Esta vez todo podría ser distinto. En ninguna de esas ocasiones, la oposición tuvo el apoyo explícito de Estados Unidos ni de países de la región como Argentina, Colombia y Brasil, que en los últimos años han virado a la derecha con las elecciones de Mauricio Macri, Iván Duque y Jair Bolsonaro.
Después de que Chávez, quien murió en 2013, lo eligiera como su sucesor, Maduro apenas logró ganar una elección anticipada. Dos años más tarde, la oposición ganó la mayoría en el congreso. En vez de atender el descontento creciente y trabajar con la nueva Asamblea Nacional para aprobar políticas económicas correctivas, Maduro hizo todo lo posible para desintegrar el organismo legislativo y terminó por instalar una Asamblea Nacional Constituyente paralela en 2017. Conforme la tensión aumentaba, ambos grupos buscaron una transición negociada. En cada ocasión —desde las charlas intermediadas por el Vaticano en 2016 hasta las reuniones secretas sostenidas en República Dominicana a finales de 2017 y a principios de 2018— los esfuerzos por encontrar una solución pacífica fracasaron.
Los venezolanos han estado decepcionados y enojados con el gobierno de Maduro durante casi el mismo tiempo en que ha estado en el poder, pero no tan desesperados como lo están actualmente. El respaldo que Maduro pudo haber tenido se ha diluido por la imposibilidad de los venezolanos de alimentar a sus familias; la escasez de alimentos y medicamentos se ha vuelto generalizada. Cientos de personas han muerto de desnutrición y enfermedades que podrían curarse fácilmente con el tratamiento adecuado. Los apagones pueden durar días, el agua es limitada y la infraestructura decadente nos remite a una zona de guerra.

• DESCRIPCIÓN DE LA TAREA:
Resume en dos oraciones el texto sobre Venezuela.

• DATOS EXTRAÍDOS:
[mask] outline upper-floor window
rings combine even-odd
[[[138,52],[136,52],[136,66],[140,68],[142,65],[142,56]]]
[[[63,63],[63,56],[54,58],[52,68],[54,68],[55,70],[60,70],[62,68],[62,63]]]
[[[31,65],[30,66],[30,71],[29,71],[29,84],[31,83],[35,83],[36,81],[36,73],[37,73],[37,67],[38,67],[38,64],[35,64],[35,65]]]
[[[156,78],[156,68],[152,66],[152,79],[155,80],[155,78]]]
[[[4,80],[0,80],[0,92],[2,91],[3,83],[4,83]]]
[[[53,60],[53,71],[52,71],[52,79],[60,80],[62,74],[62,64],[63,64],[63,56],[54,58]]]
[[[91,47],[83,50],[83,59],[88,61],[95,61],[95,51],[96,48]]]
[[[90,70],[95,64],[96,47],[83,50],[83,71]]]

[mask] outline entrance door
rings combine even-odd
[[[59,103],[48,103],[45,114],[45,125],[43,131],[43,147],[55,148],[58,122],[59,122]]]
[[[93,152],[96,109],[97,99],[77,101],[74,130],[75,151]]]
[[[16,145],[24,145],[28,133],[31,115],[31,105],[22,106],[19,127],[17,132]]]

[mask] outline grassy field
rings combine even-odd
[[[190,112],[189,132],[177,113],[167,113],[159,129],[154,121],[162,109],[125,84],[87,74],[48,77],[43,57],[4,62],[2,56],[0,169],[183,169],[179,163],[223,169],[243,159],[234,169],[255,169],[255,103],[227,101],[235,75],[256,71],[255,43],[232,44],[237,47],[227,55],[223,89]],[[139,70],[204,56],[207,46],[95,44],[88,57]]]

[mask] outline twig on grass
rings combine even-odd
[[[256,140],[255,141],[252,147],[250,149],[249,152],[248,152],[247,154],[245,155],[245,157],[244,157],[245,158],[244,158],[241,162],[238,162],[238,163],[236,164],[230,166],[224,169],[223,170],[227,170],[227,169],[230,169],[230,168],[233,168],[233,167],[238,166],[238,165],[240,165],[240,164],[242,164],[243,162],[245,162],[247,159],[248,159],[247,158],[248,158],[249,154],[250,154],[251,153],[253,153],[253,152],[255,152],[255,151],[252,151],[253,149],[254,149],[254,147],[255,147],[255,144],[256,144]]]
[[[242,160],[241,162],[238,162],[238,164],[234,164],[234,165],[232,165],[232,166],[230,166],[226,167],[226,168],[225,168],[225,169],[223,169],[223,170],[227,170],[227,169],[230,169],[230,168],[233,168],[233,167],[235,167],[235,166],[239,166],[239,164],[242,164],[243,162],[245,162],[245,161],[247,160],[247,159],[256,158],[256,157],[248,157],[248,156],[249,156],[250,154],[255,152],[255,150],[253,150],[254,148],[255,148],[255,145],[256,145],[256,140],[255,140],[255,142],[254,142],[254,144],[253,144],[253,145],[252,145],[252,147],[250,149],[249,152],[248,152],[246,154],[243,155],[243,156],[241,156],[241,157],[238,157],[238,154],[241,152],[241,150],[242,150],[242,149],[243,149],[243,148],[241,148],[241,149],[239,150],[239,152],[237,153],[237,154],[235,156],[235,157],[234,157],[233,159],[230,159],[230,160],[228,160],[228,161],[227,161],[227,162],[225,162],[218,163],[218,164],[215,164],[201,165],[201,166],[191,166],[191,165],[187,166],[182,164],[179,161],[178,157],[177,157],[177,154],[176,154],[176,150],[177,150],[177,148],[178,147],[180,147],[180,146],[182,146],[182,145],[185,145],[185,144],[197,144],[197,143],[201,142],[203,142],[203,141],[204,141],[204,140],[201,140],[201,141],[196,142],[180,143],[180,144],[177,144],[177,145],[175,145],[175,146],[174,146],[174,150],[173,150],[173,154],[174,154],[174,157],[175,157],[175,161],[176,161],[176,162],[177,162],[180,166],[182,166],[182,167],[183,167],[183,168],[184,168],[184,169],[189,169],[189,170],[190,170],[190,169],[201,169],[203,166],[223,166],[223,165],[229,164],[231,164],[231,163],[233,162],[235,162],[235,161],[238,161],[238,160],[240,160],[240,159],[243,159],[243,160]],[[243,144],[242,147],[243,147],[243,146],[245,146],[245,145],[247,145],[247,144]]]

• RESPUESTA REDACTADA:
Maduro, elegido por Chávez como sucesor, apenas ganó una elección anticipada y, después de que la oposición obtuvo la mayoría en el congreso, instaló en 2017 una Asamblea Nacional Constituyente paralela, mientras todos los intentos de una transición negociada fracasaban. Hoy los venezolanos están más desesperados que antes por la escasez de alimentos y medicamentos, los apagones y la falta de agua, y esta vez todo podría ser distinto, ya que en los intentos anteriores la oposición no tuvo el apoyo explícito de Estados Unidos ni de Argentina, Colombia y Brasil.